_What you should do_
Count the lines in the entries below that contain the word "Note", and reply with that number alone.

_Data entries_
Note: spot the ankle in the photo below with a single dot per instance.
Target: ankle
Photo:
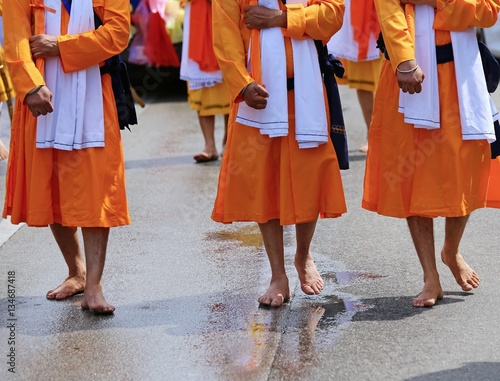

* * *

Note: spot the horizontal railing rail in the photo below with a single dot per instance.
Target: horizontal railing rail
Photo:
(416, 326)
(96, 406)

* * *

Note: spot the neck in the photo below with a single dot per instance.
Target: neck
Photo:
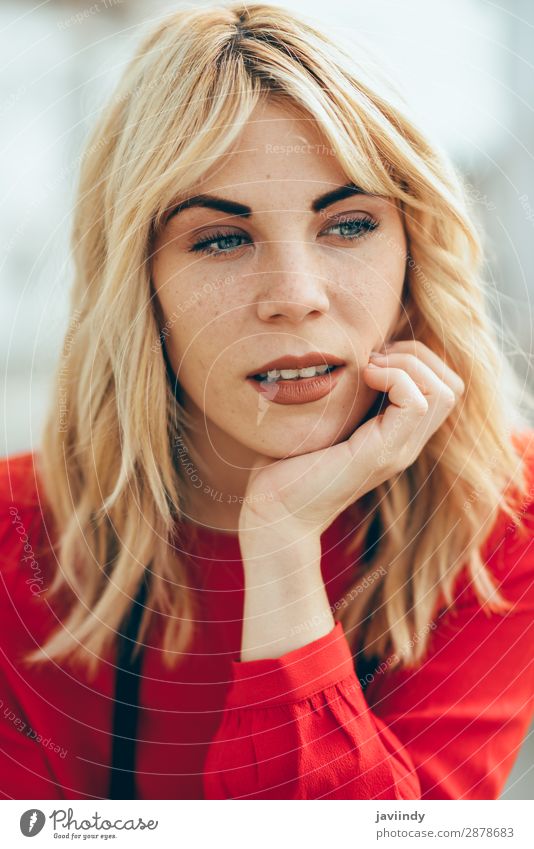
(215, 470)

_Output for this exercise_
3